== What needs to be done ==
Repeat all of the entries, please, keeping each line exact.

(Dataset entries)
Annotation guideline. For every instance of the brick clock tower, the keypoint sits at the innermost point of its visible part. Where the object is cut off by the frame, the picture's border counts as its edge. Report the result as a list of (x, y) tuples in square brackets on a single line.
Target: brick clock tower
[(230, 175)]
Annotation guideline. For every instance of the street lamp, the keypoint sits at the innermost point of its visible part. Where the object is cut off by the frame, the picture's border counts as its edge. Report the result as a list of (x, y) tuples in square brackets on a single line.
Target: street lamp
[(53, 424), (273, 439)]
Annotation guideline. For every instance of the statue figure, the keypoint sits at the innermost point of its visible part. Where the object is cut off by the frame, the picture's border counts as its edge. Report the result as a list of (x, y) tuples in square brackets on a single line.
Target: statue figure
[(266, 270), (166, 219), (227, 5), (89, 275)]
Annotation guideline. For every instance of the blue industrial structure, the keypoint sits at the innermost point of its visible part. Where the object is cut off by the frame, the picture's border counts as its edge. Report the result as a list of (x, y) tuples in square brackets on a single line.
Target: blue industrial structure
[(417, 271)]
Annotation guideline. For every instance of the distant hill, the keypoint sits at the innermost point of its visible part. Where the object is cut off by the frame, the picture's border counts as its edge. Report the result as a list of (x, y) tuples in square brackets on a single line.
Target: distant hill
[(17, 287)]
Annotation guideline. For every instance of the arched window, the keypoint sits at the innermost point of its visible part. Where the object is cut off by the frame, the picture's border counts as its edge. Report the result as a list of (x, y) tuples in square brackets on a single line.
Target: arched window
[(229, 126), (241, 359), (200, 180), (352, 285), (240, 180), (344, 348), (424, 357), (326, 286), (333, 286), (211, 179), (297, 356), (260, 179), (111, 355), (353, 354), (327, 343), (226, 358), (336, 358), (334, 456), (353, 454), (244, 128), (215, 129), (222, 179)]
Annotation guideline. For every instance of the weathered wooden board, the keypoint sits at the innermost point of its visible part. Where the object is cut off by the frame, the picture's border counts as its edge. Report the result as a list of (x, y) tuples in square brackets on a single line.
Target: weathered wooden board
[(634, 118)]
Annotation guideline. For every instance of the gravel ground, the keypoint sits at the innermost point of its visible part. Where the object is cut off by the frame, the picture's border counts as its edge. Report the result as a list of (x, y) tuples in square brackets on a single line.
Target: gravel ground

== Written answer ==
Annotation guideline. For every instance of the brick clock tower, the keypoint sits at the innermost point of its visible part. Where the object is cut off by the frame, the picture's border counts as its edge. Report the result as a list of (x, y) tuples in square brackets on a single line.
Target: brick clock tower
[(230, 175)]
Annotation guideline. For every instance of the street lamp, the keypoint sits at the innermost point of its visible part. Where the object is cut off by the frame, the picture's border counts as its edge. Report the result as a list of (x, y) tuples in square brackets on a single line.
Target: street lamp
[(53, 424), (273, 439)]
Annotation guideline. For every instance of the statue figure, the keypoint sits at the innermost point of its visible part. Where the object is cut off by the frame, the picture's border counts as its edge. Report the result as a list of (x, y) tuples in square brackets on a single line.
Target: statue figure
[(266, 270), (166, 219), (227, 5), (89, 275)]
Annotation guideline. For every instance of the blue industrial structure, the keypoint sits at the innermost point of its visible part. Where the object is cut off by the frame, the picture's border counts as its edge. Report the result as a list of (x, y) tuples in square brackets on a single line.
Target: blue industrial structure
[(417, 271)]
Annotation guideline. For every instance of the distant hill, the keypoint sits at the innermost point of its visible part. Where the object is cut off by the frame, the picture's border counts as its edge. Report the result as a list of (x, y) tuples in square brackets on a single line.
Target: distant hill
[(17, 287)]
Annotation guideline. For every instance of the arched window, the keypoint sits at the innermost point of its visible part. Where the object is cut off by the frame, the picture's border counts as its edge. Report the result as a list of (x, y) tuples in square brackets on a single line.
Target: arched window
[(229, 126), (241, 359), (200, 180), (352, 285), (240, 180), (344, 348), (424, 357), (326, 286), (333, 286), (211, 179), (297, 356), (260, 179), (111, 355), (353, 354), (327, 343), (226, 358), (336, 358), (334, 456), (353, 454), (244, 128), (215, 129), (222, 179)]
Annotation guideline. For every instance of the weathered wooden board, the keypoint sits at the innermost point of its visible part. Where the object is cut off by the frame, the picture's border counts as its edge. Report the result as a list of (x, y) tuples in square brackets on a single line.
Target: weathered wooden board
[(634, 118)]
Annotation guideline. For every instance of the gravel ground, the keypoint sits at the innermost point of its visible part. Where the object is cut off by the frame, the picture's border counts as its edge. Report the result as a list of (x, y) tuples in square brackets on a single line.
Target: gravel ground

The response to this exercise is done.